(Supplied information)

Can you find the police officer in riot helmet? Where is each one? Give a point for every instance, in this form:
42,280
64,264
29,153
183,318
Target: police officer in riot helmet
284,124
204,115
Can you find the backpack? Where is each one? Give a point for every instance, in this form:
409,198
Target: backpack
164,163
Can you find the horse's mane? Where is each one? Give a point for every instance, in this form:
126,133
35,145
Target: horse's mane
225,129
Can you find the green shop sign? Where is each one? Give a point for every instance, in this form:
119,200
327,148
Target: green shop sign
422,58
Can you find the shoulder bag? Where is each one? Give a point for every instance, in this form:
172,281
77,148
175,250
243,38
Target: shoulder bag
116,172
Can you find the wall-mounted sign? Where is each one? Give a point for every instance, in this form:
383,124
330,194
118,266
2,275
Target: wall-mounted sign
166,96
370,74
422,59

(End Supplied information)

What you have to do:
Work through the entries, filtering for the string "Give", and copy each line that holds it.

Written answer:
Can you find the police officer in riot helmet? Where is each one? Give a point for every instance, in this form:
Can you find the backpack? Where is each one? Give a point for every instance, in this form:
Can you find the horse's mane? Where is each one? Give a point for every instance, in this form:
Can you find the green shop sign? Where is each one? Give a point for every instance, in this form:
Can you find the shoulder bag? Where is each one? Give a point for every instance, in this form:
Can you find the wall-mounted sign? Where is each one? Give a point for every instance, in this form:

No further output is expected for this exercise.